> TEXT UNDER STUDY

Tech Giants Using YouTube Subtitles for AI Training Without Permission

2024-07-17

According to reports, Apple, Nvidia, and Anthropic have been found to use YouTube subtitles to train AI models, which violates YouTube's policies. Reports from Proof News and Wired show that these companies have used subtitle datasets from thousands of YouTube videos without proper permission.


Research has found that Apple, Nvidia, and Anthropic have used the "YouTube subtitles" dataset. This dataset includes subtitles from 173,536 YouTube videos from 48,000 channels. These videos include educational channels such as Khan Academy and MIT, news channels such as The Wall Street Journal, and top creators' videos such as MrBeast and Marques Brownlee.


Prominent YouTubers react to data misuse


Prominent YouTuber Marques Brownlee commented on this issue on X, stating, "Apple collected data for AI from other companies. One of the companies collected a large amount of data from YouTube videos, including mine." While Apple may not have directly scraped the data, Brownlee pointed out that this issue will persist.


The "YouTube subtitles" dataset was developed by EleutherAI and released in 2020. It contains 5.7GB of data, including subtitles from deleted YouTube videos.

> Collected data
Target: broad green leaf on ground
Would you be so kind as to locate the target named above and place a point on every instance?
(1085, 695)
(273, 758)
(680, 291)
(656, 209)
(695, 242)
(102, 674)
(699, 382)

> EXERCISE TASKS
1. Answer these questions from the article on YouTube subtitles:
(a) How many YouTube videos supplied subtitles to the "YouTube subtitles" dataset?
(b) On which platform did Marques Brownlee comment on the issue?
(c) Which organization developed the dataset, and in what year was it released?
2. Duplicate the passage of the YouTube subtitles article that begins at the words "Research has found" and stops after "deleted YouTube videos.".

> SOLUTIONS
1.
(a) 173,536
(b) X
(c) EleutherAI; 2020

2.
Research has found that Apple, Nvidia, and Anthropic have used the "YouTube subtitles" dataset. This dataset includes subtitles from 173,536 YouTube videos from 48,000 channels. These videos include educational channels such as Khan Academy and MIT, news channels such as The Wall Street Journal, and top creators' videos such as MrBeast and Marques Brownlee.


Prominent YouTubers react to data misuse


Prominent YouTuber Marques Brownlee commented on this issue on X, stating, "Apple collected data for AI from other companies. One of the companies collected a large amount of data from YouTube videos, including mine." While Apple may not have directly scraped the data, Brownlee pointed out that this issue will persist.


The "YouTube subtitles" dataset was developed by EleutherAI and released in 2020. It contains 5.7GB of data, including subtitles from deleted YouTube videos.